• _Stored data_
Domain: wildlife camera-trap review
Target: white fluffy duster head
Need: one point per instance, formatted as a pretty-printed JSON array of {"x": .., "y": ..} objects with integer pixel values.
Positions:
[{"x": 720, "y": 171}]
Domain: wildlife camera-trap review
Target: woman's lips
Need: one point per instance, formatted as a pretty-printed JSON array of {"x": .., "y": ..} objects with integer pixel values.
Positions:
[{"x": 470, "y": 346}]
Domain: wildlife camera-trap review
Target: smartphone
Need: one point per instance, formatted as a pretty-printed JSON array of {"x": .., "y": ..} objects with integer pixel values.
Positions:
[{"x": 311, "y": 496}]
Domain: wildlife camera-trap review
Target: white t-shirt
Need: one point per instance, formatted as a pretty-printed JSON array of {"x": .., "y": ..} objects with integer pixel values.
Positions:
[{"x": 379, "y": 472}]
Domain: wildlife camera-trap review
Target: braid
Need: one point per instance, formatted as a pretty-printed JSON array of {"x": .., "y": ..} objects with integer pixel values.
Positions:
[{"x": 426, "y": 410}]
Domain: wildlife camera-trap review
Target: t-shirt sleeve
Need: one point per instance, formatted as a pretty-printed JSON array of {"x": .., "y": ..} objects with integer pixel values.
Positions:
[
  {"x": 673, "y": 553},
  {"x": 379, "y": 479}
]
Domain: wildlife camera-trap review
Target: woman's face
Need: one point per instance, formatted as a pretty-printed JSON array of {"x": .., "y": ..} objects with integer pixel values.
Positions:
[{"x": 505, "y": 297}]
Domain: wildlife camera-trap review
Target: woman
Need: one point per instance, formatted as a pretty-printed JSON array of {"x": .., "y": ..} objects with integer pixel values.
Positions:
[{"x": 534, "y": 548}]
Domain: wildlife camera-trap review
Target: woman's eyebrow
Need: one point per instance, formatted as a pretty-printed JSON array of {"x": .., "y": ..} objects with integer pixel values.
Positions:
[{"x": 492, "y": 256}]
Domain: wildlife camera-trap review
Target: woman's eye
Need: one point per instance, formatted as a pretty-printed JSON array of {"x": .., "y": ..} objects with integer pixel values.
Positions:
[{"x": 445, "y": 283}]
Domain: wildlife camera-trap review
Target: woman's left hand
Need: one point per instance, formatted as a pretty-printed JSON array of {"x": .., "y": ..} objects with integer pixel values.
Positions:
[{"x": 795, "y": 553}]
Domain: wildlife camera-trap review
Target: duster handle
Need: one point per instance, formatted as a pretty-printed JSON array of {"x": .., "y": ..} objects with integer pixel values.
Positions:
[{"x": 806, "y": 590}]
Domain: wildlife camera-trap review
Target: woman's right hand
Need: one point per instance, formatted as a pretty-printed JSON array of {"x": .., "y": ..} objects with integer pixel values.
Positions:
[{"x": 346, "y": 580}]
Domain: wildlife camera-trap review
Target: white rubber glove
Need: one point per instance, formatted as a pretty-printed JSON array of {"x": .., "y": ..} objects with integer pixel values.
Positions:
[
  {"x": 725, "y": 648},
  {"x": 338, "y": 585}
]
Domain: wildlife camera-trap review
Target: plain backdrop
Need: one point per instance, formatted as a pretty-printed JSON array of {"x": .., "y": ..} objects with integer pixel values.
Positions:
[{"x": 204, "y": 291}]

• _Task brief_
Nothing but the lines from the first line of the data through the line with "Target: t-shirt sleeve" should be returned, exactly as they appear, both ends included.

• _Result of the exercise_
Domain: wildlife camera-trap review
Target: white fluffy duster head
Need: one point per instance, formatted as a pretty-printed JSON array of {"x": .., "y": ..} objects with integer pixel values.
Positions:
[{"x": 720, "y": 171}]
Domain: wildlife camera-trap review
Target: woman's lips
Need: one point per instance, formatted as a pretty-printed JSON array of {"x": .., "y": ..} objects with integer pixel values.
Positions:
[{"x": 470, "y": 346}]
Domain: wildlife camera-trap review
Target: smartphone
Need: one point per instance, formatted as a pretty-printed JSON array of {"x": .., "y": ..} objects with integer pixel values.
Positions:
[{"x": 311, "y": 496}]
Domain: wildlife camera-trap review
Target: white t-shirt
Need: one point per instance, formatted as a pretty-printed JSON array of {"x": .., "y": ..} objects with integer pixel values.
Positions:
[{"x": 379, "y": 472}]
Domain: wildlife camera-trap review
Target: braid
Need: one point per instance, formatted as a pretty-printed JSON array of {"x": .., "y": ..} objects with integer pixel values.
Positions:
[{"x": 426, "y": 410}]
Domain: wildlife camera-trap review
Target: t-shirt sleeve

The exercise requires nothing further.